Long time readers know I am completely obsessed with story architecture, and use it in many things: writing (of course), presentations and even product design. I have a version of the story that is particularly useful when trying to design a meaningful product customers will love and adopt. I think of it as putting the story back into storyboards!
Panel 1: A character and a motivation.
The character is the customer or user of the product you are making.
What is the difference between goal and motivation? The goal is what they want to do, the motivation is why. Knowing the motivation can help you see the bigger picture, and can lead to more complete or innovative solutions.
When I teach this, I usually say, “I’ve been meaning to lose weight for while, because I love my daughter and hope to dance at her wedding some day.”
Your product can now focus on weight loss, or it can help the protagonist live a healthier life.
You can also include setting– where the protagonist deals with this challenge, in order to better understand the environment in which your customer experiences her challenges and makes her decisions.

Source material —
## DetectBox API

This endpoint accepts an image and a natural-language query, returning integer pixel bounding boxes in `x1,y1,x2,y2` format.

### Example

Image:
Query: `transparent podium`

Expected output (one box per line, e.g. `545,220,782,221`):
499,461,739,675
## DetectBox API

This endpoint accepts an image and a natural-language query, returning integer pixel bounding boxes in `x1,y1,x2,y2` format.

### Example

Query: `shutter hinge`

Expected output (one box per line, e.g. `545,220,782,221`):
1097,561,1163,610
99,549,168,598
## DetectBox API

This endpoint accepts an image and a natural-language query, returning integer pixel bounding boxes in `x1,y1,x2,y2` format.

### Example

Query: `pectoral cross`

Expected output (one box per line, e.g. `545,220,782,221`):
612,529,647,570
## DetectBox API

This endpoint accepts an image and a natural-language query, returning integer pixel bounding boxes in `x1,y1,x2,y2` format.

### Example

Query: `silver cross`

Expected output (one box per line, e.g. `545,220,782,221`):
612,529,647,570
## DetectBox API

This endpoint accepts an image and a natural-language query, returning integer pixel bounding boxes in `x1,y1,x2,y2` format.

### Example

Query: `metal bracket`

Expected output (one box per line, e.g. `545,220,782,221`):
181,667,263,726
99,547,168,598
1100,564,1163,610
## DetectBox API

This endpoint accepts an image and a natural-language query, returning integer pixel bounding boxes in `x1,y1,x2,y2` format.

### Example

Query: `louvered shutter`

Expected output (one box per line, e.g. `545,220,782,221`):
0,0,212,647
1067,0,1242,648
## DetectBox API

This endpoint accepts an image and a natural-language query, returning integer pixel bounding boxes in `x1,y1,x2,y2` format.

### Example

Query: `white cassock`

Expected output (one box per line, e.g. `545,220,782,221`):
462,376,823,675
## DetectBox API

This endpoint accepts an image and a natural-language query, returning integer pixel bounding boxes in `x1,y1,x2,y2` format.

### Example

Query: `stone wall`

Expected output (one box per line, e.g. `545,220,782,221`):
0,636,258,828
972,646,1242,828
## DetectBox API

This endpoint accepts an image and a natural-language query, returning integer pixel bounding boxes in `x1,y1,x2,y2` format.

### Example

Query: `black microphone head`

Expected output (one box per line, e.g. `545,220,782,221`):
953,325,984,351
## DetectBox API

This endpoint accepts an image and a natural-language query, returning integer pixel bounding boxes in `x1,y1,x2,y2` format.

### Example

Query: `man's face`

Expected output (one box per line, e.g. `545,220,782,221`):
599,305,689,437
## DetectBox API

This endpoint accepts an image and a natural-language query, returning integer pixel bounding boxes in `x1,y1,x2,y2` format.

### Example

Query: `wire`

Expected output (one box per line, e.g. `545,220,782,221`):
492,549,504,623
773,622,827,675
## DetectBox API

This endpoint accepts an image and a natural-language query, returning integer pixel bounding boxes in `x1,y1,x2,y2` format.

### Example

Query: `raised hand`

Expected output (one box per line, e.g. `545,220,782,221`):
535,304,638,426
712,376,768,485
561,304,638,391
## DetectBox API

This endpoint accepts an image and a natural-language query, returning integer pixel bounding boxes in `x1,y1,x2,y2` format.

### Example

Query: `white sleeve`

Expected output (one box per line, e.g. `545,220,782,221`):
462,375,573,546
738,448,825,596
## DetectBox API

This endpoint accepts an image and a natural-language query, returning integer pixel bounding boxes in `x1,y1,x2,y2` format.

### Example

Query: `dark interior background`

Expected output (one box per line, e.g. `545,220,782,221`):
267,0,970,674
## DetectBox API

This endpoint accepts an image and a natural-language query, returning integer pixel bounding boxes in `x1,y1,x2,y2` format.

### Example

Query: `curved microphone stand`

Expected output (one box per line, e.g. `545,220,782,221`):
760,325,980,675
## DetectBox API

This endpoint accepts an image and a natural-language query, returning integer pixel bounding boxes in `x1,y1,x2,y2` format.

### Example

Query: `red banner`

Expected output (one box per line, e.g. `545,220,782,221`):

Task to complete — Edit the stretch from "Long time readers" through "you are making." in the storyboard passage so that "storyboards" reads "wireframes", and give the revised stretch. The rows were drawn from a separate source.

Worked solution —
Long time readers know I am completely obsessed with story architecture, and use it in many things: writing (of course), presentations and even product design. I have a version of the story that is particularly useful when trying to design a meaningful product customers will love and adopt. I think of it as putting the story back into wireframes!
Panel 1: A character and a motivation.
The character is the customer or user of the product you are making.